_What this task involves_
The reply must contain exactly the lines below from the one with "box: [143, 247, 183, 257]" down to the one with "positive clicks: (49, 55) (307, 89)", both included, and nothing more; please omit the pictures.

Saved data entries

·····

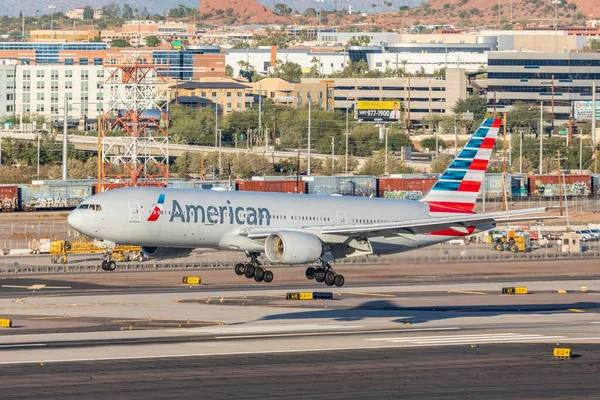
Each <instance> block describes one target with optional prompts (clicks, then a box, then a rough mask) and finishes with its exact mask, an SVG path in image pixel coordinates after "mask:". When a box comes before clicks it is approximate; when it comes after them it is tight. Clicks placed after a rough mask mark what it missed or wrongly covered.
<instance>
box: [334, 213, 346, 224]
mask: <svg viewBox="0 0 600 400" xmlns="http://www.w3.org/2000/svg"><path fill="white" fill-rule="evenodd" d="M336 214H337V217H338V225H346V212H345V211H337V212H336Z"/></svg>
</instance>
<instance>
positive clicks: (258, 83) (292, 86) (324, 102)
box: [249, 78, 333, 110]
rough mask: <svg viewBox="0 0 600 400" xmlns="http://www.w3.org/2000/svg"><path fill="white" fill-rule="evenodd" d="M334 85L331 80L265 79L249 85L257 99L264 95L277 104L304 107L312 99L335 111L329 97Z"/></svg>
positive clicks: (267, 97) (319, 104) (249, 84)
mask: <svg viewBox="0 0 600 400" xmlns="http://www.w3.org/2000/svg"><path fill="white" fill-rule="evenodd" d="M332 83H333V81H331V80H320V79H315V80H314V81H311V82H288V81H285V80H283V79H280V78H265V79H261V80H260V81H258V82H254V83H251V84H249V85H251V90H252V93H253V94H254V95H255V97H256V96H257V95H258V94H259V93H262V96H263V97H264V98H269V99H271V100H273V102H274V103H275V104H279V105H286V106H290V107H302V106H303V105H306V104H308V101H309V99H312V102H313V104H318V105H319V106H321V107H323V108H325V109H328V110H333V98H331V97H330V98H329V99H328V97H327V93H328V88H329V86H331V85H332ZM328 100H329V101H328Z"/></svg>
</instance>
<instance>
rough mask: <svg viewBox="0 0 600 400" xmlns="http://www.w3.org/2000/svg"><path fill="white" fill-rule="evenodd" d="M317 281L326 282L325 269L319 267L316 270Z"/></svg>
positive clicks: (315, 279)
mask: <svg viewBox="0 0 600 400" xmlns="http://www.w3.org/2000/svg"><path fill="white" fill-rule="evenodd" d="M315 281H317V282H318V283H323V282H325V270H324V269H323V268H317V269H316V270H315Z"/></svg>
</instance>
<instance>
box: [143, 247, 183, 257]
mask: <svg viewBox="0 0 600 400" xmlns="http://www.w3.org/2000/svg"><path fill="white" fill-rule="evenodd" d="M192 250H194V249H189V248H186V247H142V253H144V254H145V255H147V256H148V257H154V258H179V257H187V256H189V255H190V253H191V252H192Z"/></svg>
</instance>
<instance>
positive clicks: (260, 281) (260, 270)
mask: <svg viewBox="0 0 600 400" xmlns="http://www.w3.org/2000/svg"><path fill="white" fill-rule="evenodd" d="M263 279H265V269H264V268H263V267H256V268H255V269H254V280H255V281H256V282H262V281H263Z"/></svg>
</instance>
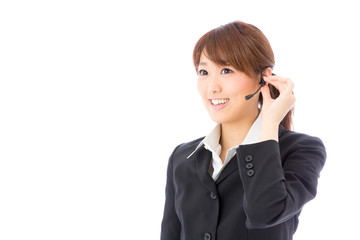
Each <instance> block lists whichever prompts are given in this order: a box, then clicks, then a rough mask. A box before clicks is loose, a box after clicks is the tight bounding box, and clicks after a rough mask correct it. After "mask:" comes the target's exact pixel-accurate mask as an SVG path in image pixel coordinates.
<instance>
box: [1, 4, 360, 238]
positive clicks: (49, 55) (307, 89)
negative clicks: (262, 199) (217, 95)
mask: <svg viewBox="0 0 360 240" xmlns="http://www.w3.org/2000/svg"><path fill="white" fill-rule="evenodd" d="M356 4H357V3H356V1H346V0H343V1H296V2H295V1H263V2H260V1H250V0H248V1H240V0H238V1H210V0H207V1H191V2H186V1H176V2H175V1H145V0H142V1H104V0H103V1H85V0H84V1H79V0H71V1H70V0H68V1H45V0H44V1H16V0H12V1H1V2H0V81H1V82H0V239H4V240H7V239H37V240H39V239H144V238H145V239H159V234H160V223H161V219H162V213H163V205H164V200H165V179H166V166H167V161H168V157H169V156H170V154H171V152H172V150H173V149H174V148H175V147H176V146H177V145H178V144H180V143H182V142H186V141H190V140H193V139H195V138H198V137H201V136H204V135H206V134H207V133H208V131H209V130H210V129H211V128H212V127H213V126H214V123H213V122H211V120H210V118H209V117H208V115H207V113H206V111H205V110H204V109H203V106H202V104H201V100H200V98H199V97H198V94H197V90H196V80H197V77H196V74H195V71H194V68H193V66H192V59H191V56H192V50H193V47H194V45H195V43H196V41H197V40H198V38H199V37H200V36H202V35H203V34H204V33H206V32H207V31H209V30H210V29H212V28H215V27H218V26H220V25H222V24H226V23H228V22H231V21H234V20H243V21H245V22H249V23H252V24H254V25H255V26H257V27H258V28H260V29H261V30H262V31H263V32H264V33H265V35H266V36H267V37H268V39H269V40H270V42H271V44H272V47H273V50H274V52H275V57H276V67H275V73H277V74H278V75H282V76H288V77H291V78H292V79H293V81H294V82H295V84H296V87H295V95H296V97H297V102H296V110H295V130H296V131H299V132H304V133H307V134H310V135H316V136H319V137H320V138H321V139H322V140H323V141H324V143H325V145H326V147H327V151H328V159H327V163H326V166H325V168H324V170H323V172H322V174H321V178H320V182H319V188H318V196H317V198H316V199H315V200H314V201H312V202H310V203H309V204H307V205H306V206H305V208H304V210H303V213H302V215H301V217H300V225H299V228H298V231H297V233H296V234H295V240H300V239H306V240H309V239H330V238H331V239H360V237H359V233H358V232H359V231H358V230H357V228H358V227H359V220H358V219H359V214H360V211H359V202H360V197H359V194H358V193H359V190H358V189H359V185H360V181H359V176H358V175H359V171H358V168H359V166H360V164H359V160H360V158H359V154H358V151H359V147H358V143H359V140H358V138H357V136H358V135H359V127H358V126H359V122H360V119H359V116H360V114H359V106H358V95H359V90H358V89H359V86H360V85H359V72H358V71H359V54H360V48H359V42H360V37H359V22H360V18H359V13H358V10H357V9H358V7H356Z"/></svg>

·····

_Exercise output_
box: [143, 247, 183, 257]
mask: <svg viewBox="0 0 600 400" xmlns="http://www.w3.org/2000/svg"><path fill="white" fill-rule="evenodd" d="M192 250H194V249H189V248H186V247H142V253H144V254H145V255H147V256H148V257H154V258H179V257H187V256H189V255H190V253H191V252H192Z"/></svg>
</instance>
<instance>
positive clicks: (260, 281) (260, 270)
mask: <svg viewBox="0 0 600 400" xmlns="http://www.w3.org/2000/svg"><path fill="white" fill-rule="evenodd" d="M263 279H265V269H264V268H263V267H256V268H255V269H254V280H255V281H256V282H262V281H263Z"/></svg>
</instance>
Each <instance> block lists whichever prompts are given in this order: a box, then clicks, then a rough mask. A box before clicks is loose, a box after clicks is the tight bounding box, and clicks after a rough mask correct it. After "mask:" comes the target's exact pixel-accurate mask as an SVG path in image pixel coordinates.
<instance>
box: [1, 4, 360, 238]
positive clicks: (49, 55) (307, 89)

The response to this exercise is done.